→ **Description of the task**
Lay out the lines below as a JSON list of strings, with one string for each line and no blank lines. Leave the pictures out of the list.

→ **Input**
↓
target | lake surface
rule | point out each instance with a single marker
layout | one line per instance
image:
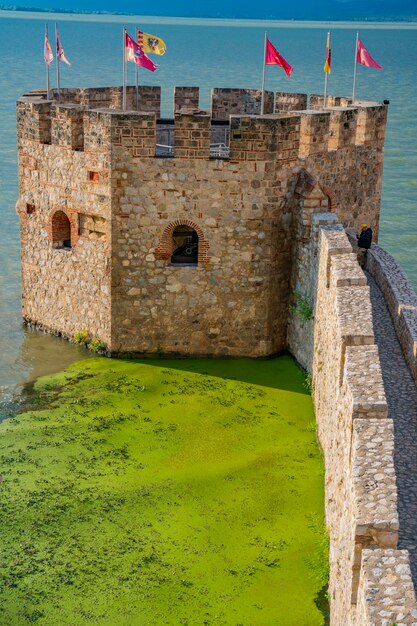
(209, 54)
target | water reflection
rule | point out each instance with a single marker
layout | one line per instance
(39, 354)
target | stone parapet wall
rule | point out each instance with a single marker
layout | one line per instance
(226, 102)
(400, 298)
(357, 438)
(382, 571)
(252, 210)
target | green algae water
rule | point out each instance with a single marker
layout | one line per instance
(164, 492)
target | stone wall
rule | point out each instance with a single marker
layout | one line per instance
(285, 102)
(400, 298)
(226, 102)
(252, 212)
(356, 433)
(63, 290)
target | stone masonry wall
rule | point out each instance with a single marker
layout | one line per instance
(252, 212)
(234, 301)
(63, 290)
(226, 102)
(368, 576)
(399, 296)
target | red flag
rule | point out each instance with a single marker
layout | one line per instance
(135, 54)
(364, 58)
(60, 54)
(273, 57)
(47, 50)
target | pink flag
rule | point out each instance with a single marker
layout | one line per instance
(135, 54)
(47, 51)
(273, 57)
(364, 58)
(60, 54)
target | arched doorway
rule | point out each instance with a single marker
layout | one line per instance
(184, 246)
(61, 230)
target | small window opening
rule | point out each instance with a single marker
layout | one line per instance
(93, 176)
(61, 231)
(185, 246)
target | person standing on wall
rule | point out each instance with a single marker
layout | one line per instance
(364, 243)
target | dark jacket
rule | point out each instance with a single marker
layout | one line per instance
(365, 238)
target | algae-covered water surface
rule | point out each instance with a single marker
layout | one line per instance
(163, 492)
↑
→ **Reply**
[
  "target | lake surface",
  "rule | point out each instance with a single marker",
  "layout | one line per instance",
  "image:",
  "(209, 54)",
  "target | water reflection",
  "rule | point out each instance with a single marker",
  "layout | one line per instance",
  "(39, 354)",
  "target | stone parapet wall",
  "rule | point out each instance with a single marker",
  "layout | one line per instance",
  "(226, 102)",
  "(400, 298)",
  "(357, 438)",
  "(382, 571)",
  "(252, 210)",
  "target | green algae water",
  "rule | point out each instance with a single marker",
  "layout | one line per instance",
  "(164, 492)",
  "target | stone wall",
  "rule | point out each instance with a single marker",
  "layout | one line per instance",
  "(285, 102)",
  "(400, 298)",
  "(226, 102)",
  "(252, 212)",
  "(356, 433)",
  "(63, 290)",
  "target | stone masonry wall",
  "rule | point out each instance with a single marker",
  "layout | one line per instance",
  "(252, 212)",
  "(234, 301)",
  "(63, 290)",
  "(226, 102)",
  "(368, 576)",
  "(399, 296)",
  "target | red flag",
  "rule | point out each instance with a single marker",
  "layout | one line per instance",
  "(135, 54)",
  "(364, 58)",
  "(60, 54)",
  "(273, 57)",
  "(47, 50)",
  "target | pink flag",
  "rule | point out each instance with a single marker",
  "layout | one line per instance",
  "(135, 54)",
  "(47, 51)",
  "(273, 57)",
  "(364, 58)",
  "(60, 54)",
  "target | arched doorway",
  "rule | point out each instance with a single marker",
  "layout | one line per instance",
  "(184, 246)",
  "(61, 230)",
  "target | small window opening",
  "rule | point out each instance with a single marker",
  "layout | one line per instance",
  "(93, 176)",
  "(61, 231)",
  "(185, 246)",
  "target | person standing on wall",
  "rule | point out each instance with a single marker",
  "layout | one line per instance",
  "(364, 243)",
  "target | dark jacket",
  "rule | point out each instance with a single marker",
  "layout | one line per instance",
  "(365, 238)",
  "target | algae-covered water surface",
  "rule | point out each instance with a single marker",
  "layout | one line per instance",
  "(163, 492)"
]